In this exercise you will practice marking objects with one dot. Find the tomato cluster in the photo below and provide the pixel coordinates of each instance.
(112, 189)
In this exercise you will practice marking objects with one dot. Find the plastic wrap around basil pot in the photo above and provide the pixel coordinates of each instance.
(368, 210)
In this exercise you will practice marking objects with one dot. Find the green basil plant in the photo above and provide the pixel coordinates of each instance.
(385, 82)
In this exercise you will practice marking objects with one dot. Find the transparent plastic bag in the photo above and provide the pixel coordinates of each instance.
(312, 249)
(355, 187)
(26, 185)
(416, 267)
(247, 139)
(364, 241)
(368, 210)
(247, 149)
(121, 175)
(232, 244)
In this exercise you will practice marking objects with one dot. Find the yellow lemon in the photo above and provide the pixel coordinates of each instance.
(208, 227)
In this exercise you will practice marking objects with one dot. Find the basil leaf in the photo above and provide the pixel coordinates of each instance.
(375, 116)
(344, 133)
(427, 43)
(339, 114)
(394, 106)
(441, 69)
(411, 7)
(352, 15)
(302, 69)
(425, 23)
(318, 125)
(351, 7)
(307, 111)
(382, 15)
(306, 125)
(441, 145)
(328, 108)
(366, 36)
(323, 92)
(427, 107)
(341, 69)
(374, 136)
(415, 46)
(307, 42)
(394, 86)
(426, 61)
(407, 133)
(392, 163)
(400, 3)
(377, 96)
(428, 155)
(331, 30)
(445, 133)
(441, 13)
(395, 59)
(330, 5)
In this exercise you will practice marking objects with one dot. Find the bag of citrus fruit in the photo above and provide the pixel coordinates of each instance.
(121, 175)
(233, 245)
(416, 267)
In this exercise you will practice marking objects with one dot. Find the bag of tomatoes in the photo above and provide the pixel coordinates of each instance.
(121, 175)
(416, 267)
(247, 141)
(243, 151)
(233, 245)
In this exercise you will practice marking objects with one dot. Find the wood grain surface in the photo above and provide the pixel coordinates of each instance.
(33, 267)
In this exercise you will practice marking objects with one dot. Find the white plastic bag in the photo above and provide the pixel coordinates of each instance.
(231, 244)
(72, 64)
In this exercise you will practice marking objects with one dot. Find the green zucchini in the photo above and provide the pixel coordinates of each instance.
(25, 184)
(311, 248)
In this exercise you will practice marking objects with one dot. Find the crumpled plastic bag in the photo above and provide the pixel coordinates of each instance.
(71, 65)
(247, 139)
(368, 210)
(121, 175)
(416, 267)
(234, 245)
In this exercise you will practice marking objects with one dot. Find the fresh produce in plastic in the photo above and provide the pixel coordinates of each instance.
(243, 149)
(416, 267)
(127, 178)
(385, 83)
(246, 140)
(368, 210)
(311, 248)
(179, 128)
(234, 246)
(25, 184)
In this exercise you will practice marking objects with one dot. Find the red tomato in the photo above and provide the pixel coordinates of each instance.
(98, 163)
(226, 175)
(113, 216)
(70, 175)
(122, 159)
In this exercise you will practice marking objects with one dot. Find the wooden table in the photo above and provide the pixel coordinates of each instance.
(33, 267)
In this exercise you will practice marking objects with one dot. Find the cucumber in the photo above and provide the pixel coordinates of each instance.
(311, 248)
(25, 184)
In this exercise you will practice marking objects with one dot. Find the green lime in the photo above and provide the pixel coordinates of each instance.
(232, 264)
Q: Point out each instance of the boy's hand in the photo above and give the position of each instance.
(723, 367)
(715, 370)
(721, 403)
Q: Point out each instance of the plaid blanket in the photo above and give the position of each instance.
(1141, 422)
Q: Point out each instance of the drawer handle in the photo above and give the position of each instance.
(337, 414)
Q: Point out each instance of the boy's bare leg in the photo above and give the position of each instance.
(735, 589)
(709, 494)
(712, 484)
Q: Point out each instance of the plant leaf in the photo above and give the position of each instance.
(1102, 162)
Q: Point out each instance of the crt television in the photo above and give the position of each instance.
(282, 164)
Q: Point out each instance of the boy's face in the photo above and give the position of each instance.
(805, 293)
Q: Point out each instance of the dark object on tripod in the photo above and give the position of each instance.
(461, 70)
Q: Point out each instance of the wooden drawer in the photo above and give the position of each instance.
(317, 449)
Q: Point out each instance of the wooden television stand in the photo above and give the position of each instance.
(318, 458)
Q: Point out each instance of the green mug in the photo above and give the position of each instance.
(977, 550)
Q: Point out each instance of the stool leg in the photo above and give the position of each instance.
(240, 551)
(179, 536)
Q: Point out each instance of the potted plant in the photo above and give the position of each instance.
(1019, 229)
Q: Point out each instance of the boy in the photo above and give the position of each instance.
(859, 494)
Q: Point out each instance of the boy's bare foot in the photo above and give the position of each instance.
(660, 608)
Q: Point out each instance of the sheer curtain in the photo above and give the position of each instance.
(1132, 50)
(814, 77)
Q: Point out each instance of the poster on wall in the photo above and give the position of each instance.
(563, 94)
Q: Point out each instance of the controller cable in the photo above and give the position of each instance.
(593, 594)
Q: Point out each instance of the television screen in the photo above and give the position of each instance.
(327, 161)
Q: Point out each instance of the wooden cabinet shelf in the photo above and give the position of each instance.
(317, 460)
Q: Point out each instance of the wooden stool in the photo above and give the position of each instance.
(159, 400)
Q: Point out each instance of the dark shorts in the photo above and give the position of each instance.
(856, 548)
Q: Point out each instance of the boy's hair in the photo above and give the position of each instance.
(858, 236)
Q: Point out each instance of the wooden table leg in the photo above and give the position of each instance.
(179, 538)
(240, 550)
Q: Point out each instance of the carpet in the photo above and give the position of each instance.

━━━━━━━━━━━━━━━━━━━━━━━━━━━━━━

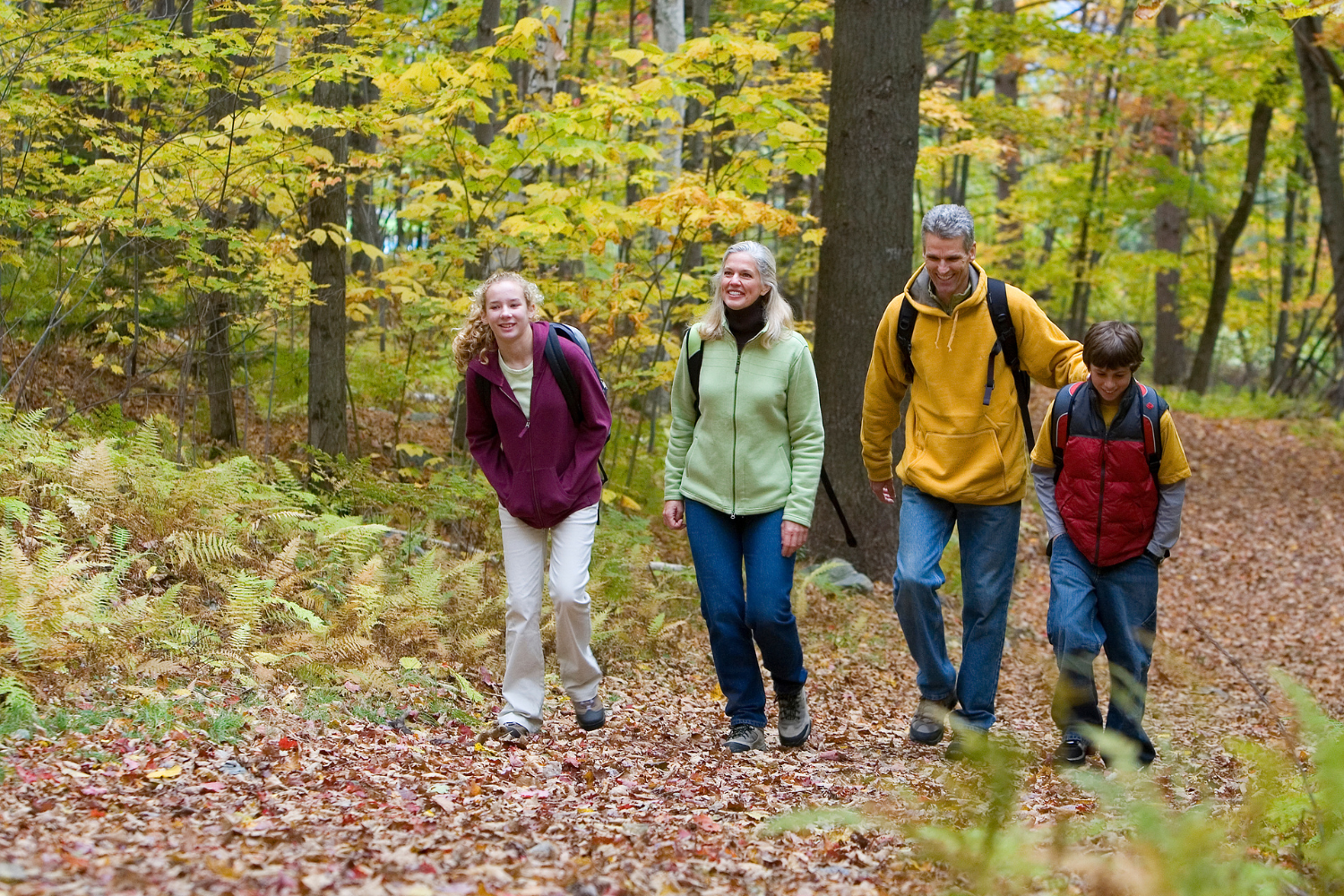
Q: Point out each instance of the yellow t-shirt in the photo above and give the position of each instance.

━━━━━━━━━━━━━━━━━━━━━━━━━━━━━━

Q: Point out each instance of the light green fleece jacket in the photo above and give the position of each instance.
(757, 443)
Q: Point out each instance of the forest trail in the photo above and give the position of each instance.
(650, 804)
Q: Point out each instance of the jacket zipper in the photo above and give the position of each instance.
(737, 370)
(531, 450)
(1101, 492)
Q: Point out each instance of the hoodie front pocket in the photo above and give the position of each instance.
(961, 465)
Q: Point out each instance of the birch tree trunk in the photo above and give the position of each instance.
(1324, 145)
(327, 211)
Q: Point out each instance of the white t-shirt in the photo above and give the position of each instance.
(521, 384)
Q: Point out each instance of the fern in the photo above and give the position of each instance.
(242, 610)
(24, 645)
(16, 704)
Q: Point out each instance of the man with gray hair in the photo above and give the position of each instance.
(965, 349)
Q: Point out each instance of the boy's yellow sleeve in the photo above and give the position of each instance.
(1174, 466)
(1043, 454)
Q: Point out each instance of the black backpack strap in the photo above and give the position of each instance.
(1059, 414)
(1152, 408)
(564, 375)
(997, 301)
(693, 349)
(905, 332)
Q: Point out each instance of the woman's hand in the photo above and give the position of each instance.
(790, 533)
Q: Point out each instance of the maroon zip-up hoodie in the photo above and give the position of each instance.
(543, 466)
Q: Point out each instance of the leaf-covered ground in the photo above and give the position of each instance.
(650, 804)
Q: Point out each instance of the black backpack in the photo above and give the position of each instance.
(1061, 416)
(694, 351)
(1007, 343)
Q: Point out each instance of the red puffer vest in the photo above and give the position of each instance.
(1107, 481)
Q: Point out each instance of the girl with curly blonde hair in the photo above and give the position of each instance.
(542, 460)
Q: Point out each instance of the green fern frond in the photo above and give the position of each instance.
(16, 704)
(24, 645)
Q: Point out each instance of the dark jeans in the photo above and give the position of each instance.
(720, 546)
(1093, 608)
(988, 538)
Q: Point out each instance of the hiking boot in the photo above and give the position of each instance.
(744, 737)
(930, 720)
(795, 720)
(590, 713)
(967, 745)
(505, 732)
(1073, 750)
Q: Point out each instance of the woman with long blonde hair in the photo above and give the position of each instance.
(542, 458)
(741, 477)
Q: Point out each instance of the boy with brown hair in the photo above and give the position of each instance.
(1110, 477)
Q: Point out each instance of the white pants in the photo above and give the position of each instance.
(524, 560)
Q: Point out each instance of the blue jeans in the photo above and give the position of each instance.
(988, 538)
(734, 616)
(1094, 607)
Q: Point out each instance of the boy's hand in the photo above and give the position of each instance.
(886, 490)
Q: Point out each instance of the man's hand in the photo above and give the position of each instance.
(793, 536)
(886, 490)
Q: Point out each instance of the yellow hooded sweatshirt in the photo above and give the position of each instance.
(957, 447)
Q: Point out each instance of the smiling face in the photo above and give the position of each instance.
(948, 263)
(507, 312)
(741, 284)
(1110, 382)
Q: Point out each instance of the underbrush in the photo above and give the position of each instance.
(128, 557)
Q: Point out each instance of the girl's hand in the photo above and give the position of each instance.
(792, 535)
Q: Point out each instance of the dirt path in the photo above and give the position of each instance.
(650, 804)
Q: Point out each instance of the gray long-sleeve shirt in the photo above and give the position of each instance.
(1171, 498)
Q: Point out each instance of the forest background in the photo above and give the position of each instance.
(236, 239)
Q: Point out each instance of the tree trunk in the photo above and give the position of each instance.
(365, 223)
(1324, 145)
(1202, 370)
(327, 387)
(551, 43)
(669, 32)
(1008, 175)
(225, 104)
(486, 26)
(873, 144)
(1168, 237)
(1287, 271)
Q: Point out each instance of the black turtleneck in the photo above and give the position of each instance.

━━━━━━━━━━━━━━━━━━━━━━━━━━━━━━

Rewrite the entries from the line containing "Q: Point out each instance of the maroon" down to the line containing "(1107, 481)", replacing "leaf-covered ground" with "leaf-strewn ground" and leaving everything else unchanged.

Q: Point out each instance of the maroon zip-up hoodie in the photo above and give the position of each instance.
(543, 466)
Q: Point out each instance of the leaf-strewn ground in the photo above and give the position of each instance.
(650, 804)
Q: Point out each instance of the black backpack in the photo above and give the position of each instance.
(1061, 416)
(694, 351)
(1007, 343)
Q: Point out each instance of the red puffer vest in the photo above and give the position of each instance.
(1107, 481)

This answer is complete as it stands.